_Source document_.
Allday asked Maria Millan, CEO of the agency, and Paul Knoepfler, a researcher at UC Davis, about the juggling act needed when the benefits and progress of stem cell research are discussed. Both Millan and Knoepfler said it is easy to get overexcited by the progress of stem cell research.

The agency, formally known as the California Institute for Regenerative Medicine (CIRM), produced the second video, a Facebook Live event that so far has drawn more than 1,900 views. Similar figures were not available for the Chronicle video.

Featured on the CIRM video are Donald Kohn of UCLA and Mark Walters of the research institute at Children's Hospital Oakland, along with patient advocate Adrienne Shapiro. The agency has invested $210 million into efforts to find a cure for the disease that afflicts 80,000 people nationally.

Thursday, June 23, 2016

Stem Cells, Long Odds and the 'Invisible Hand of Hype'

The headline on the California story pretty much told it all: "Stem Cells: Where Science, Hope and Hype Meet."

It could have added that it is also a meeting place for Big Pharma, Big Academia and Big Politics.

All of those yeasty ingredients are embodied in the $3 billion California stem cell agency, which is plugging away at developing a therapy promised to voters 11 years ago during a $36 million ballot campaign..

The headline appeared on the KQED Web site, a public television and radio outlet in San Francisco. The city, coincidentally, is where the world's largest aggregation of stem cell researchers, the International Society for Stem Cell Research (ISSCR), is meeting today. The conference is also just across the San Francisco Bay from Oakland, where the stem cell agency is headquartered.

_Information shown_.

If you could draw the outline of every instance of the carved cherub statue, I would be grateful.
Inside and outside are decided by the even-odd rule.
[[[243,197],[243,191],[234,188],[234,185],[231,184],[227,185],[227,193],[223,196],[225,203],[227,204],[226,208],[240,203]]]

_Work instruction 1_.
Please answer these questions from the stem cell article, using the data above only as given:
(a) How many views has the Facebook Live event drawn so far?
(b) How much has the agency invested in efforts to find a cure for the disease?
(c) In what city is the stem cell agency headquartered?
_Work instruction 2_. In the stem cell article, begin at the words "Stem Cells, Long" and stop after "agency is headquartered.". Write out that passage, changing "ballot campaign" to "election campaign".

_Exercise response 1_.
(a) More than 1,900 views.
(b) $210 million.
(c) Oakland.

_Exercise response 2_.
Stem Cells, Long Odds and the 'Invisible Hand of Hype'

The headline on the California story pretty much told it all: "Stem Cells: Where Science, Hope and Hype Meet."

It could have added that it is also a meeting place for Big Pharma, Big Academia and Big Politics.

All of those yeasty ingredients are embodied in the $3 billion California stem cell agency, which is plugging away at developing a therapy promised to voters 11 years ago during a $36 million election campaign..

The headline appeared on the KQED Web site, a public television and radio outlet in San Francisco. The city, coincidentally, is where the world's largest aggregation of stem cell researchers, the International Society for Stem Cell Research (ISSCR), is meeting today. The conference is also just across the San Francisco Bay from Oakland, where the stem cell agency is headquartered.